Directions for this task. The records that follow must be repeated verbatim, every one of them.

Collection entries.
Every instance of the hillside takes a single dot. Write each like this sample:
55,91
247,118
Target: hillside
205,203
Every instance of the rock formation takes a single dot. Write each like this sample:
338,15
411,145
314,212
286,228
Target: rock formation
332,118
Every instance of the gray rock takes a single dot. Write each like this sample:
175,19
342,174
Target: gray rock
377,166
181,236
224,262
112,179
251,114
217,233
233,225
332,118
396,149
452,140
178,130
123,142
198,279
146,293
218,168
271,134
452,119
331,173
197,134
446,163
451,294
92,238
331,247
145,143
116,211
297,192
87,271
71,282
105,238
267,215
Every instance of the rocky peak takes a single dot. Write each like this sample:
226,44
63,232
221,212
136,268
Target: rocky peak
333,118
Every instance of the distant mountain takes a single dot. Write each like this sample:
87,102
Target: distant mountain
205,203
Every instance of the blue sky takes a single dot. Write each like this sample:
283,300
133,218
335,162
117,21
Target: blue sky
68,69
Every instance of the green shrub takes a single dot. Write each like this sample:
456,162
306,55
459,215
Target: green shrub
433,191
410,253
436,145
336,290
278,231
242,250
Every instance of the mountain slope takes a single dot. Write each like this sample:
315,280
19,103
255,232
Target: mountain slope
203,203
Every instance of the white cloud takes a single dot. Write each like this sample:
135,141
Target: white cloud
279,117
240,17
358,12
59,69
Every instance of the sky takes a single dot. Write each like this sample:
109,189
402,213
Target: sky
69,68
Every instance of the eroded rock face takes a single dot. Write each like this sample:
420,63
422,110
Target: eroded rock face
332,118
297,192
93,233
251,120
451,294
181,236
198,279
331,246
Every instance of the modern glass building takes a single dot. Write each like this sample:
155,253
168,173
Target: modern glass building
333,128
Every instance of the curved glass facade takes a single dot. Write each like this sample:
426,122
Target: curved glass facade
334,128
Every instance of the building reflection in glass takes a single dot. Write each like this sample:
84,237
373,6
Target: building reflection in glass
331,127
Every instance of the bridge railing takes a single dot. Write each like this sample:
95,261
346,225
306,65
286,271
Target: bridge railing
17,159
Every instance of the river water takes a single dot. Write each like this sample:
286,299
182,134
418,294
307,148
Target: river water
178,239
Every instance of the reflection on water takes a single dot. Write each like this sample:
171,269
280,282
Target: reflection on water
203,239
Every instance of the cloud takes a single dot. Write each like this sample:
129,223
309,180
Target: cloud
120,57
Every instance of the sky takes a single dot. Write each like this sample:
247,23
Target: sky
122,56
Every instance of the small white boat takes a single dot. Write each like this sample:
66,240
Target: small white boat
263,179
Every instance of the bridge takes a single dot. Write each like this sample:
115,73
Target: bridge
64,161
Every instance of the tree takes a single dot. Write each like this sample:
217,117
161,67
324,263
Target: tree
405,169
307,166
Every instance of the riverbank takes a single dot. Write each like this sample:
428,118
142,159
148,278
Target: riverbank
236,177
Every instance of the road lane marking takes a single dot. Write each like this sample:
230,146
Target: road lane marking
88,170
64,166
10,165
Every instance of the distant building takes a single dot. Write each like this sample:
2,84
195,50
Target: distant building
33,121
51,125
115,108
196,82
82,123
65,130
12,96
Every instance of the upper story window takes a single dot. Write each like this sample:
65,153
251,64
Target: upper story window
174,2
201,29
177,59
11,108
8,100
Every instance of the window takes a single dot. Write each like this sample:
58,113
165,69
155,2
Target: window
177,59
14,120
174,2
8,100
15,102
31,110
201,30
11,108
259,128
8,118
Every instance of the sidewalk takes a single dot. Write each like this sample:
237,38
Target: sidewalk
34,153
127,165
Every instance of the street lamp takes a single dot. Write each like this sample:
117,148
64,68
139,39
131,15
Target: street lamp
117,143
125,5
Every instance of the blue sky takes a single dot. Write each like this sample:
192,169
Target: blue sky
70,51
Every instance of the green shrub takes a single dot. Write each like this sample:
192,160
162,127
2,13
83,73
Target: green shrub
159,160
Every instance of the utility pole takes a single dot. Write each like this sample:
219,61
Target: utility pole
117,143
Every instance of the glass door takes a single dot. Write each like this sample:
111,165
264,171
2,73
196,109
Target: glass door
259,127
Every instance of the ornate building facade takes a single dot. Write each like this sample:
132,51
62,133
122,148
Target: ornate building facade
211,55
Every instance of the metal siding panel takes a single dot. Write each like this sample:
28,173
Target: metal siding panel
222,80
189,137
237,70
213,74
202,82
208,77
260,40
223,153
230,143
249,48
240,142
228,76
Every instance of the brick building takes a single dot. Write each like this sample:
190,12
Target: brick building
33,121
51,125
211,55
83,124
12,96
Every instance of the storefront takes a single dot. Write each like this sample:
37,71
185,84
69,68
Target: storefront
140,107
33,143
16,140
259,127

Result.
Every instance of the hillside takes a single dot. Write each like this sample:
55,91
247,118
Target: hillside
205,203
Every instance of the rock formation takes a single dot. Write each like this sample:
338,15
411,145
314,212
286,228
Target: rock formation
332,118
Every instance of the gray rock takes a single dot. Write each like this sample:
175,19
342,174
Target: gray rock
377,166
181,236
224,262
112,179
251,114
217,233
233,225
332,118
396,149
452,140
178,130
123,142
198,279
146,293
218,168
271,134
452,119
331,173
197,134
446,163
451,294
92,238
331,247
145,143
116,211
297,192
87,271
71,282
105,238
267,215
Every instance of the rocky peak takes a single dot. Write each like this sample:
226,44
63,232
221,212
136,268
Target: rocky peak
333,118
Every instance of the distant mountain takes a single dot. Write each like this sample:
87,102
Target: distant mountain
205,203
Every instance of the blue sky takes a single dot. Write each like this sample:
283,300
133,218
335,162
117,21
Target: blue sky
68,69
Every instance of the green shrub takes a single dot. Write each like this sample:
456,162
306,55
459,215
Target: green shrub
433,191
410,253
436,145
336,290
278,231
242,250
Every instance of the mountain slope takes a single dot. Write each like this sample:
315,280
19,103
255,232
Target: mountain slope
203,203
Every instance of the white cloud takes a single dot. Write each like this sample:
135,141
Target: white cloud
279,117
240,17
358,12
59,69
Every instance of the sky takes a single dot. Write each like this sample:
109,189
402,213
Target: sky
69,68
Every instance of the eroded rock face takes a single dot. Write each like this sample:
420,63
422,110
Target: eroded rock face
332,118
297,192
93,233
251,120
451,294
181,236
198,279
331,246
Every instance of the modern glass building takes a single dot. Write each like this sample:
155,253
168,173
Target: modern glass building
333,128
Every instance of the curved glass facade takes a single dot. Write each like this sample:
426,122
Target: curved glass facade
334,128
Every instance of the building reflection in glass takes a single dot. Write each like this sample:
84,237
373,6
Target: building reflection in glass
331,127
Every instance of the bridge railing takes a single dot. Write each like this sample:
95,261
346,225
306,65
286,271
Target: bridge railing
17,159
Every instance of the river water takes a single dot. Write each like this sample:
286,299
182,134
418,294
307,148
Target: river water
178,239
Every instance of the reflection on water takes a single dot. Write each like this sample:
171,269
280,282
Target: reflection on water
203,239
Every instance of the cloud takes a single dot. Write each like this sample:
129,223
309,180
Target: cloud
120,57
Every instance of the sky takes a single dot. Write each like this sample:
247,23
Target: sky
122,56
Every instance of the small white boat takes a single dot. Write each like this sample:
66,240
Target: small white boat
263,179
Every instance of the bridge takes a single dot. Write each like this sample:
115,73
Target: bridge
64,161
Every instance of the tree takes a single dot. Write each like this sample:
217,117
161,67
324,263
Target: tree
405,169
307,166
Every instance of the riverbank takes a single dot. Write each like this sample:
428,118
142,159
148,278
Target: riverbank
236,177
Every instance of the road lane marking takes a single dot. Write each like this sample:
230,146
Target: road lane marking
88,170
64,166
10,165
Every instance of the distant building takes a single dot. Write each like this sample:
2,84
195,50
Target: distant building
33,121
51,125
115,108
196,82
82,123
65,130
12,96
Every instance of the upper story window takes a single dot. Write each like this sample:
65,153
251,64
Target: upper story window
174,2
201,29
177,59
11,108
8,100
Every instance of the window takes a single dot. Write each like this sample:
58,113
165,69
155,2
Target: window
177,59
14,120
174,2
8,100
15,102
31,110
201,30
11,108
259,128
8,118
Every instance of the sidewalk takes a single dot. Write each like this sample:
237,38
Target: sidewalk
34,153
127,165
Every instance of the street lamp takes a single dot. Write each like this sample:
117,148
64,68
139,39
131,15
Target: street lamp
117,143
125,5
Every instance of the blue sky takes a single dot. Write each like this sample:
192,169
Target: blue sky
70,51
Every instance of the green shrub takes a single dot. Write each like this sample:
192,160
162,127
2,13
83,73
Target: green shrub
159,160
Every instance of the utility pole takes a single dot. Write each like this sample:
219,61
Target: utility pole
117,143
Every instance of the glass door takes a single dot. Write each like this sample:
111,165
264,171
2,73
196,109
Target: glass door
259,127
Every instance of the ornate building facade takes a single dot. Write each like this sample:
132,51
62,133
122,148
Target: ornate building facade
211,55
Every instance of the metal siding panel takes a single dot. Write each like this sample:
28,173
Target: metal siding panel
222,80
189,137
237,70
213,74
202,82
208,77
260,40
223,153
230,143
249,48
240,142
228,76
Every instance of the brick building takes a single dot. Write each like this sample:
190,12
Target: brick building
33,121
51,125
211,55
83,124
12,96
Every instance of the storefront takes a single dot. Write each like this sample:
37,71
185,84
69,68
Target: storefront
140,107
33,143
16,140
259,127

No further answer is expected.